Within the entries below, the lines from the one with "Where can the cloudy" through the one with "Where can the white concrete" are to be set down exactly, both ends kept.

• [Material provided]:
⁂
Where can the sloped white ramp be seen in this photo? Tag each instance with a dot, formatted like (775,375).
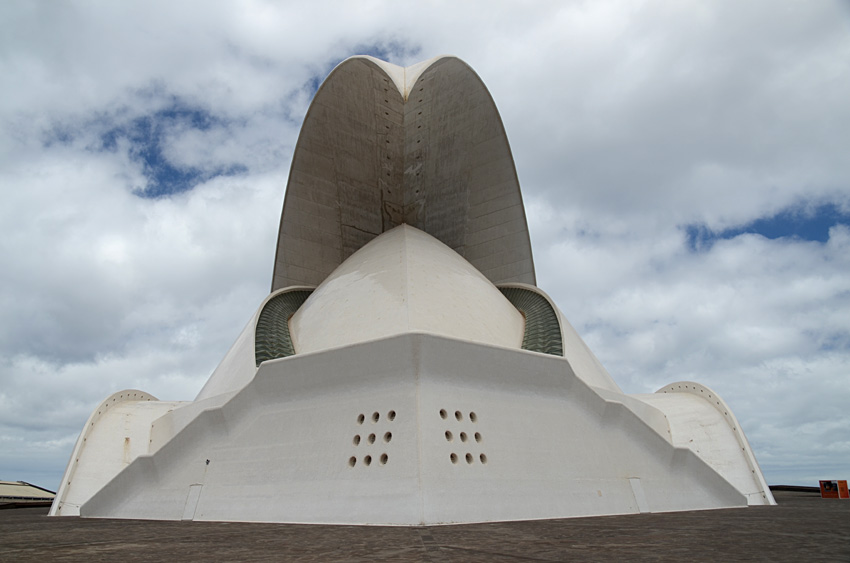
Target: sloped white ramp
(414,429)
⁂
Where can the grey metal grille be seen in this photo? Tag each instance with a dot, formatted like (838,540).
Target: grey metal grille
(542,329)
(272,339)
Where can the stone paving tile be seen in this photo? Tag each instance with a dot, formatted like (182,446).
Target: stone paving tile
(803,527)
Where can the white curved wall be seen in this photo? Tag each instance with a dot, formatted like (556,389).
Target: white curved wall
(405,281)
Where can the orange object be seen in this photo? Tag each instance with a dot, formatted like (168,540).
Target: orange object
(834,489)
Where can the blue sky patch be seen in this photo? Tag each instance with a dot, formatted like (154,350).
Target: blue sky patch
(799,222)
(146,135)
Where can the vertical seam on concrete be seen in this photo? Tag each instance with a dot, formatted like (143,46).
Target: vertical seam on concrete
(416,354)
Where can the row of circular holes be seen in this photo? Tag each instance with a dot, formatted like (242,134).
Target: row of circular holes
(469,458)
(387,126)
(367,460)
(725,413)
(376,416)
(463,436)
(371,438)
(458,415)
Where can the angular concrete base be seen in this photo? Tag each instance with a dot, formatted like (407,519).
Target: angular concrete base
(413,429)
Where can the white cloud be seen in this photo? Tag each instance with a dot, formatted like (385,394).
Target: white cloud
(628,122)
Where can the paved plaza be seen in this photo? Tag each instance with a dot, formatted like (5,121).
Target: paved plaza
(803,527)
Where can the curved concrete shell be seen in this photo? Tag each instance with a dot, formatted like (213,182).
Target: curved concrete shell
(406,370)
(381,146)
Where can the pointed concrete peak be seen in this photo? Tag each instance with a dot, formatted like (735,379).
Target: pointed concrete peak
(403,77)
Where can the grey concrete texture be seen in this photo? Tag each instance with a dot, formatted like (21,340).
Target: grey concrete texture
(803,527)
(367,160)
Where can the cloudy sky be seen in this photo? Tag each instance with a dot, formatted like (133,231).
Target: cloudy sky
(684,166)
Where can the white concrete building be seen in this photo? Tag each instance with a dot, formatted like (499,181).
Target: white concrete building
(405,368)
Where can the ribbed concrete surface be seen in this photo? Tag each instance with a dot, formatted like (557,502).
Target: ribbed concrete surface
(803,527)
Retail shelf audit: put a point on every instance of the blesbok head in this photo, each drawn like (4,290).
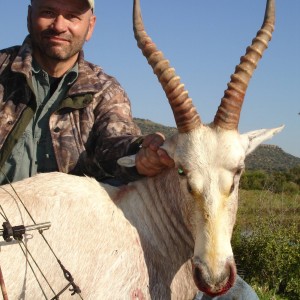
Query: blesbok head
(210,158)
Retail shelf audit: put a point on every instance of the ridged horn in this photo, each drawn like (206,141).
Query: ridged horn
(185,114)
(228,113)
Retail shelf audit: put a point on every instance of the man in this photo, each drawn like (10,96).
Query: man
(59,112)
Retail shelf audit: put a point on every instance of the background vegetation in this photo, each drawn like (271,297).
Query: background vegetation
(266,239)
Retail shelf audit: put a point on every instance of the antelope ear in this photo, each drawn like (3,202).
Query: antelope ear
⁂
• [Answer]:
Where can the cloudy sky be seen in this photo? Tag each instance with a dot, formatted like (133,231).
Target: cloudy sky
(684,166)
Where can the white concrete building be seen in this photo? Tag each instance with a dot, formatted like (499,181).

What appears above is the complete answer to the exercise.